### MATERIALS PROVIDED
------------------------------
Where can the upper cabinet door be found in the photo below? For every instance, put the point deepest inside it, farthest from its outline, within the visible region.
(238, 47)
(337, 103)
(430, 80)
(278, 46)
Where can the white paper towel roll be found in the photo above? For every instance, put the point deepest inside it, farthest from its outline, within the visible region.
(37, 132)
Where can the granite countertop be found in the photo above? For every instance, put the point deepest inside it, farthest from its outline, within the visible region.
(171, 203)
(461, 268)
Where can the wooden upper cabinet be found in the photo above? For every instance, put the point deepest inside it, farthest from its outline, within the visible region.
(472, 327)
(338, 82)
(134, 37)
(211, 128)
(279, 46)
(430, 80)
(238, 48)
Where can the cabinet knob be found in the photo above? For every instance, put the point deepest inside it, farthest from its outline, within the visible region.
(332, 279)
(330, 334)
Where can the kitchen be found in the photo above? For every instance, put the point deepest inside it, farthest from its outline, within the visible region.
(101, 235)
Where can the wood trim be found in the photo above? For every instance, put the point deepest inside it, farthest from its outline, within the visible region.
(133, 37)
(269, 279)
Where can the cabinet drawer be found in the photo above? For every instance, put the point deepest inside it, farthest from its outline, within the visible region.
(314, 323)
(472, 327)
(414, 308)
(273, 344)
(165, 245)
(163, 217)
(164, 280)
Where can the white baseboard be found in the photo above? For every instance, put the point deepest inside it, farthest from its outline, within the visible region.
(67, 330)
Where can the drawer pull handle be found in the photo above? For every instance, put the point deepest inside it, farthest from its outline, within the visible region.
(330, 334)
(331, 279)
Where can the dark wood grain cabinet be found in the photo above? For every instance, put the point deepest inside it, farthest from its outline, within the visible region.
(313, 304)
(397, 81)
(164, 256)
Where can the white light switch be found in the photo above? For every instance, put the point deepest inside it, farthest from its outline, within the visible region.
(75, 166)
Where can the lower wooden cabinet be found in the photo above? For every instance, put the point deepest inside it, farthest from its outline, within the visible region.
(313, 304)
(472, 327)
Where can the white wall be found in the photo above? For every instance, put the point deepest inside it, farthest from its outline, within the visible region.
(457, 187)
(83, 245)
------------------------------
### DIRECTIVE
Please reproduce the listing above, swapping every occurrence of "visible region" for "visible area" and keeping everything else the same.

### EXERCISE ANSWER
Where can the upper cabinet door be found in the photo below? For every instance, put the point deepest inside it, farthest from its outline, within the visible area.
(238, 47)
(337, 103)
(430, 80)
(278, 46)
Where can the white paper towel roll be found in the photo above? For every instance, put the point deepest inside it, farthest from its outline, within the visible area.
(37, 132)
Where can the granite countertop be found in the photo above? For every instance, put the point deepest inside it, farthest from its outline, within the visible area.
(171, 203)
(461, 268)
Where can the wooden upper cabinet be found in the photo above? For every instance, put the point deepest inside it, farthest from its outline, within the visible area.
(472, 327)
(338, 82)
(134, 37)
(211, 128)
(279, 46)
(430, 80)
(238, 48)
Where can the cabinet knob be found in the photo above? For every instance, put the point deepest inside it, farthest from its outline, within the visible area.
(332, 279)
(330, 334)
Where can the kitchen be found in the photo above? For every instance, put the point deepest inside it, farthest from its outline, within the visible area.
(101, 235)
Where can the wood trim be found in the photo above? For every instance, put the point deepest inside it, farthest from its outline, within the visible area.
(133, 37)
(269, 279)
Where can the cabinet drawer be found in the photo above? For every instance, put the point deepest inside it, farthest from its outline, within the visible area.
(314, 323)
(472, 327)
(414, 308)
(273, 344)
(165, 245)
(163, 217)
(164, 280)
Where can the white baseboard be found in the photo above? For every instance, put the point deepest inside it, farthest from its outline, within the visible area.
(67, 330)
Where can the drawer pull handle be found in the photo above? For every instance, put the point deepest inside it, farthest from its outline, within the visible area.
(330, 334)
(331, 279)
Where can the dark wood grain cabinet be found in the photo above? For every instance, put the point deepest inside it, farthest from its outline, within the visible area.
(313, 304)
(397, 81)
(164, 256)
Where can the white light switch be found in the photo above? For every instance, put the point deepest inside it, farthest from its outline, within the visible area.
(75, 166)
Where can the lower wooden cabinet be found in the photo above? For every instance, put the point deepest inside it, farthest from its outline, within the visible area.
(313, 304)
(472, 327)
Where can the white wall be found in the photo above? For every instance, put the point deepest inside it, farthest from its outline, within the visible area.
(457, 187)
(83, 245)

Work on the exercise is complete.